→ Extrait du document

Lettre aux Parlementaires sur les Investissements d’avenir
le 18 octobre 2011
L’objectif de cette lettre, rédigée par les associations Sauvons La Recherche et Sauvons l’Université, était d’attirer l’attention des élus de la Nation sur les inégalités régionales engendrées par les « investissements d’avenir ».
Cette lettre a été adressée au mois de juin aux présidents des groupes de l’Assemblée nationale, du Sénat, au président de l’Office parlementaire d’évaluation des choix scientifiques et technologiques et, plus récemment, à l’ensemble des députés et des sénateurs.
À ce jour, elle a reçu quatre réponses :
le sénateur Ivan Renar nous aurait reçus s’il avait conservé son mandat ;
le sénateur Philippe Adnot a reçu la semaine dernière une délégation composée d’Etienne Boisserie, Didier Chatenay, Anne Saada, Emmanuel Saint-James (nous publions ci-dessous le compte rendu de cette entrevue) ;
le député Jean-Jacques Candelier, député du Nord, a adressé en septembre une question écrite au gouvernement (n° 579) : « L’enseignement supérieur et de la recherche sont concernés par le Grand emprunt. Le problème est que les appels d’offre "investissements d’avenir" accroissent les inégalités tant entre les régions qu’à l’intérieur d’une même région. Il lui demande donc s’il entend garantir une répartition territoriale équitable du Grand emprunt, afin de garantir un aménagement du territoire équilibré au niveau de l’enseignement supérieur et de la recherche. » La réponse n’a pas été publiée à ce jour.
mercredi 19 octobre, à l’invitation de Jean-Louis Touraine, une délégation composée d’Etienne Boisserie, Didier Chatenay, Annick Kieffer (finalement remplacé par Julien Brossard), Anne Saada, Emmanuel Saint-James sera auditionnée devant le Groupe socialiste de l’Assemblée nationale. Nous en publierons le compte-rendu dans les jours qui suivent.

→ Données sources
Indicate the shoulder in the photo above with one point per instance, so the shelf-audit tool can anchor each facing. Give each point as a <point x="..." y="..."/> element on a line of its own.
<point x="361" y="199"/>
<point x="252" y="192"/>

→ Consignes
1. Recopiez, dans l'extrait sur la lettre aux parlementaires, le passage allant de « mercredi 19 octobre, à » jusqu'à « jours qui suivent. ».
2. Répondez aux questions suivantes d'après l'extrait sur la lettre aux parlementaires :
(a) Quelles associations ont rédigé la lettre ?
(b) Quel numéro porte la question écrite adressée au gouvernement par le député Jean-Jacques Candelier ?
(c) Devant quel groupe la délégation sera-t-elle auditionnée le mercredi 19 octobre ?
3. Rédigez la suite de l'extrait sur la lettre aux parlementaires, en reprenant après sa dernière phrase.

→ Réponses par consigne
1.
mercredi 19 octobre, à l’invitation de Jean-Louis Touraine, une délégation composée d’Etienne Boisserie, Didier Chatenay, Annick Kieffer (finalement remplacé par Julien Brossard), Anne Saada, Emmanuel Saint-James sera auditionnée devant le Groupe socialiste de l’Assemblée nationale. Nous en publierons le compte-rendu dans les jours qui suivent.

2.
(a) Sauvons La Recherche et Sauvons l'Université.
(b) Le numéro 579.
(c) Le Groupe socialiste de l'Assemblée nationale.

3.
Paris, le 24 juin 2011
Lettre aux parlementaires
Le gouvernement entend faire de l’Enseignement Supérieur et de la Recherche l’une de ses priorités. Alors qu’il proclame vouloir simplifier l’organisation de ce secteur pour redéfinir les missions de ses personnels et augmenter leur performance, les dispositions mises en oeuvre ne font que rendre le système illisible, comme l’a signalé la Cour des comptes dans son dernier rapport sur les Pôles de Recherche et d’Enseignement Supérieur. Ainsi, si 10 structures ont été mises en place entre 2002 et 2006, 40 sont apparues depuis 2007, en s’empilant les unes sur les autres au risque d’une incohérence globale. Sur le plan du financement, point central, plutôt que d’augmenter le budget propre de l’Enseignement Supérieur et de la Recherche, le gouvernement a fait appel à une procédure exceptionnelle : le Grand emprunt. De cette façon, les universités sont dotées de capitaux propres et une partie de leur financement se retrouve liée aux intérêts de ce capital.
Ces aspects qui ont trait à l’organisation générale du système et à son financement ont fait l’objet de nombreuses critiques. Notre but aujourd’hui n’est pas de revenir sur cette discussion, mais bien plutôt d’attirer l’attention sur une conséquence beaucoup plus grave du Grand Emprunt qui, jusqu’à présent, a rarement été soulevée, bien qu’elle constitue le véritable objectif du dispositif : aboutir à un remaniement en profondeur de la carte universitaire, tout en faisant l’économie d’un débat politique sur le nombre et la répartition des universités sur le territoire.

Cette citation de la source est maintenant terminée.